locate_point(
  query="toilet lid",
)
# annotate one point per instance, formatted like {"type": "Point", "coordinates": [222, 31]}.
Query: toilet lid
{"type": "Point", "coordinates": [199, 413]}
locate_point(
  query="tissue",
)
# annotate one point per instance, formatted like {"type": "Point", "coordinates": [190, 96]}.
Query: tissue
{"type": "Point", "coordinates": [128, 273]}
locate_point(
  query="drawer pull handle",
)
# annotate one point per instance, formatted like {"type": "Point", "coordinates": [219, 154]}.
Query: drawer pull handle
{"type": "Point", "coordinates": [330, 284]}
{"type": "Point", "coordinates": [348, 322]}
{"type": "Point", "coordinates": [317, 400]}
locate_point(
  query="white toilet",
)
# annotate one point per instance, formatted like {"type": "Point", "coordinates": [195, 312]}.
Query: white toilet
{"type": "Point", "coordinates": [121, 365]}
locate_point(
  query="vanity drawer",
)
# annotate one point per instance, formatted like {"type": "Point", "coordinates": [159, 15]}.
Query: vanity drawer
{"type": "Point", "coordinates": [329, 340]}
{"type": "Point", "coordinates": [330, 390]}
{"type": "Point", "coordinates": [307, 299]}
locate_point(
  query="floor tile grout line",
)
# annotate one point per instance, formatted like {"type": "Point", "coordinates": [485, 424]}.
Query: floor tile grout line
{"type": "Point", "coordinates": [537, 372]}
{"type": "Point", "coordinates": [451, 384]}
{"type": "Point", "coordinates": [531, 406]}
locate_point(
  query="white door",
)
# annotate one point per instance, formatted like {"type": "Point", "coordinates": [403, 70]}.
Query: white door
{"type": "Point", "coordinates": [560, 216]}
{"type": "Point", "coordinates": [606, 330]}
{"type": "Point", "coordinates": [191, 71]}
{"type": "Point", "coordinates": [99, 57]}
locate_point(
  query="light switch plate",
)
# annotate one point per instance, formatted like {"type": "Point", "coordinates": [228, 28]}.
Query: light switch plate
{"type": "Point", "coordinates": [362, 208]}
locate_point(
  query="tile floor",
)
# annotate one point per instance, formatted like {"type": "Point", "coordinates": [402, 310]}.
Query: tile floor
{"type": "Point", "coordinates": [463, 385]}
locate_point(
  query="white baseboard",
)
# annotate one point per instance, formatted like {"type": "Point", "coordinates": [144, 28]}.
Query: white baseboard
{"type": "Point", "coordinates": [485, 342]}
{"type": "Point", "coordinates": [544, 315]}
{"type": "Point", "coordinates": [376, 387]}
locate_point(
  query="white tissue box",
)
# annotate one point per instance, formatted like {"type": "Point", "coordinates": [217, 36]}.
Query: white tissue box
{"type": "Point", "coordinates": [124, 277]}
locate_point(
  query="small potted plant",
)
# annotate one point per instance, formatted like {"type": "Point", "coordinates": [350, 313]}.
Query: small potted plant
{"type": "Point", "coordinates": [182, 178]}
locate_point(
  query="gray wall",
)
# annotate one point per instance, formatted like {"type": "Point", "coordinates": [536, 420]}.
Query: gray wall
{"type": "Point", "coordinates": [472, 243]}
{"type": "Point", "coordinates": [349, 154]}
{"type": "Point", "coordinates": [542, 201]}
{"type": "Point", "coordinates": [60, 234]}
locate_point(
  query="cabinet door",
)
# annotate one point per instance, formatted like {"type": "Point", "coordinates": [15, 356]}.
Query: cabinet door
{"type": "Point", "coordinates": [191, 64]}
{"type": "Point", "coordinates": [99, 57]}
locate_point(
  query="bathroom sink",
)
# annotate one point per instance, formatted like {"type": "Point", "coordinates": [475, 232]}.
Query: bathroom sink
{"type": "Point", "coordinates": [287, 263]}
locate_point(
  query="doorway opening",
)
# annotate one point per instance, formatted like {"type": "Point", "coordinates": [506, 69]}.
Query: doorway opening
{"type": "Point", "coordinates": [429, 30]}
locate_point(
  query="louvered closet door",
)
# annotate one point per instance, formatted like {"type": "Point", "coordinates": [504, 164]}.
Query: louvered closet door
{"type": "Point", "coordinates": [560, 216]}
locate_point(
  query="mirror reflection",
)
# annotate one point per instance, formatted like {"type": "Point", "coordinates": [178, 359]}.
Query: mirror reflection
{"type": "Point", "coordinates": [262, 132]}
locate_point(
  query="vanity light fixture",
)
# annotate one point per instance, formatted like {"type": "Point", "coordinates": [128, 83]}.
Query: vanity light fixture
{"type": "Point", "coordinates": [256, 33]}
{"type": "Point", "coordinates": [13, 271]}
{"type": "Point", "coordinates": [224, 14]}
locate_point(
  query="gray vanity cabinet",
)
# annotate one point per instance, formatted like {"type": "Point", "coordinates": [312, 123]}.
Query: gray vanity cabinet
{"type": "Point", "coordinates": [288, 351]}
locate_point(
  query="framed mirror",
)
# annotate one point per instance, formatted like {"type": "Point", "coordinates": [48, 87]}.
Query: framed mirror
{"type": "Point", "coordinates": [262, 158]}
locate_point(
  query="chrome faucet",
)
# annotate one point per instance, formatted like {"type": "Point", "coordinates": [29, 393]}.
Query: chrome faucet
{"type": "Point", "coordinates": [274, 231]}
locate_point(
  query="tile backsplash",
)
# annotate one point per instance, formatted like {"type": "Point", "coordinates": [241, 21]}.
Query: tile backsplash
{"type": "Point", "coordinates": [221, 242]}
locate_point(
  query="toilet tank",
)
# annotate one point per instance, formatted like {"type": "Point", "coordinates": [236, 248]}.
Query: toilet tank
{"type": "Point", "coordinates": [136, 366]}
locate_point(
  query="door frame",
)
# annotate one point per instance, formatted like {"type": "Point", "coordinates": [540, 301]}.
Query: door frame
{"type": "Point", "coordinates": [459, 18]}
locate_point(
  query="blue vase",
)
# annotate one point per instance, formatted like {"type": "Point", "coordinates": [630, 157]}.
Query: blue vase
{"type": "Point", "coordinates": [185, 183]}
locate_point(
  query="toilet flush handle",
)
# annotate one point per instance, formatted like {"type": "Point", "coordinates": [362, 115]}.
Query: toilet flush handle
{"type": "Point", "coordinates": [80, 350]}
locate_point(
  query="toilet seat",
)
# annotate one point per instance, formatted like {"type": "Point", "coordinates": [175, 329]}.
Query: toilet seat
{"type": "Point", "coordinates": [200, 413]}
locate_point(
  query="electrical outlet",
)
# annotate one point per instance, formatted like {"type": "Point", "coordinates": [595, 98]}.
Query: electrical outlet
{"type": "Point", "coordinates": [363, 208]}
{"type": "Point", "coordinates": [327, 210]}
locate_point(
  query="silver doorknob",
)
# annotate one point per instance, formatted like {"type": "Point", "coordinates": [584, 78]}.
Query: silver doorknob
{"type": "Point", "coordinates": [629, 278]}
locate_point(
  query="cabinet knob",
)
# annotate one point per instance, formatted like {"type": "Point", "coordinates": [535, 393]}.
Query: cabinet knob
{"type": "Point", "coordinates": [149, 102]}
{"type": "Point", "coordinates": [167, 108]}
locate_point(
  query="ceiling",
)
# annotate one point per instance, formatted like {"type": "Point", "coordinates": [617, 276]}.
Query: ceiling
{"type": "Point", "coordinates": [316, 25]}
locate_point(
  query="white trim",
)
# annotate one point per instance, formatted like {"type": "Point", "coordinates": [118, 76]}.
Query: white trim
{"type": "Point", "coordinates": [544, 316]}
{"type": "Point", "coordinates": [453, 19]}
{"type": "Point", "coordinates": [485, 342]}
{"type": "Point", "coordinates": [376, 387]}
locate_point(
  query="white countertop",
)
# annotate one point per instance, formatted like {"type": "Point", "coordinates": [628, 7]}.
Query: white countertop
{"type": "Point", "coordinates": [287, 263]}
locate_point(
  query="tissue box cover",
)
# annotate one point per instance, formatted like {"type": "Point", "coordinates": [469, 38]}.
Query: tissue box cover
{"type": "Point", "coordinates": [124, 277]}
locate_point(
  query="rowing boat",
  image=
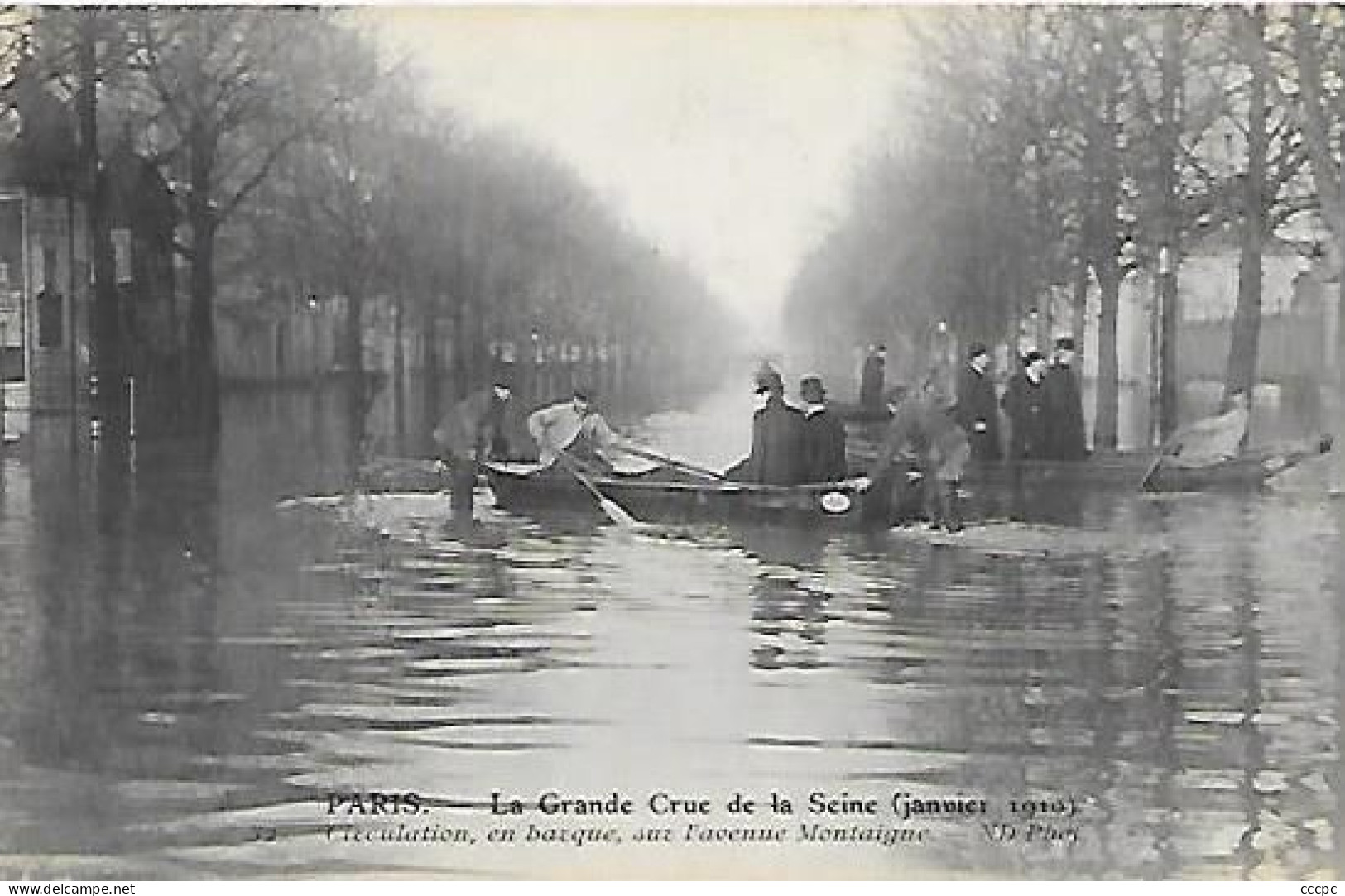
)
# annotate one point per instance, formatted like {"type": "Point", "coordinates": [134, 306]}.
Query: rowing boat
{"type": "Point", "coordinates": [670, 496]}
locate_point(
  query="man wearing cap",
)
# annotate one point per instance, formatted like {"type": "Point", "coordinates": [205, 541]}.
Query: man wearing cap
{"type": "Point", "coordinates": [872, 377]}
{"type": "Point", "coordinates": [574, 429]}
{"type": "Point", "coordinates": [978, 406]}
{"type": "Point", "coordinates": [473, 432]}
{"type": "Point", "coordinates": [824, 436]}
{"type": "Point", "coordinates": [921, 421]}
{"type": "Point", "coordinates": [1064, 406]}
{"type": "Point", "coordinates": [776, 457]}
{"type": "Point", "coordinates": [1026, 404]}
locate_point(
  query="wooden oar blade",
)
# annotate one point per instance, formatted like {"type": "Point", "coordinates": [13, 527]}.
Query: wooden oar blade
{"type": "Point", "coordinates": [617, 513]}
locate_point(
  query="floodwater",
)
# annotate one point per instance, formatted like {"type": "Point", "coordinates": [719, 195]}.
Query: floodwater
{"type": "Point", "coordinates": [195, 668]}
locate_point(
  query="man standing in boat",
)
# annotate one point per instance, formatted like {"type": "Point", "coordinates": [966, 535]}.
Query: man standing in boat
{"type": "Point", "coordinates": [576, 429]}
{"type": "Point", "coordinates": [824, 435]}
{"type": "Point", "coordinates": [923, 423]}
{"type": "Point", "coordinates": [473, 432]}
{"type": "Point", "coordinates": [872, 378]}
{"type": "Point", "coordinates": [1064, 406]}
{"type": "Point", "coordinates": [978, 408]}
{"type": "Point", "coordinates": [1026, 404]}
{"type": "Point", "coordinates": [776, 438]}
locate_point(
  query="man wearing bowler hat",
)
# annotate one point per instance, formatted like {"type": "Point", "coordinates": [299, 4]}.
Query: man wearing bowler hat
{"type": "Point", "coordinates": [824, 435]}
{"type": "Point", "coordinates": [473, 432]}
{"type": "Point", "coordinates": [1064, 406]}
{"type": "Point", "coordinates": [776, 438]}
{"type": "Point", "coordinates": [978, 406]}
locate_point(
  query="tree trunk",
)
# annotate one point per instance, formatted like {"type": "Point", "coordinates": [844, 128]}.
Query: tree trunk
{"type": "Point", "coordinates": [202, 367]}
{"type": "Point", "coordinates": [432, 395]}
{"type": "Point", "coordinates": [1246, 335]}
{"type": "Point", "coordinates": [108, 338]}
{"type": "Point", "coordinates": [1327, 175]}
{"type": "Point", "coordinates": [1106, 251]}
{"type": "Point", "coordinates": [398, 376]}
{"type": "Point", "coordinates": [202, 373]}
{"type": "Point", "coordinates": [1169, 253]}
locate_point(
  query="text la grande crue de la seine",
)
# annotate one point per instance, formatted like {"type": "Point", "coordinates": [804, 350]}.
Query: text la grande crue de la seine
{"type": "Point", "coordinates": [835, 803]}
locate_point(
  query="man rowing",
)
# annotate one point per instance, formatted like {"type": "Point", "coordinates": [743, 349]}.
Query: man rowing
{"type": "Point", "coordinates": [577, 431]}
{"type": "Point", "coordinates": [921, 423]}
{"type": "Point", "coordinates": [776, 457]}
{"type": "Point", "coordinates": [473, 432]}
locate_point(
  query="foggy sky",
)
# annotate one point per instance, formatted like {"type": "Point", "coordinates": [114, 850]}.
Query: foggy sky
{"type": "Point", "coordinates": [727, 137]}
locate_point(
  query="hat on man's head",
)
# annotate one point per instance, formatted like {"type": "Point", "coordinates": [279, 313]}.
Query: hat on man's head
{"type": "Point", "coordinates": [768, 381]}
{"type": "Point", "coordinates": [503, 374]}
**********
Task to carry out: Pull out each line above that contains the string "cabinet", treating uppercase and lowercase letters as different.

Exercise answer:
  query="cabinet door",
Query: cabinet door
  query="gray vanity cabinet",
Query: gray vanity cabinet
  query="cabinet knob",
Query: cabinet knob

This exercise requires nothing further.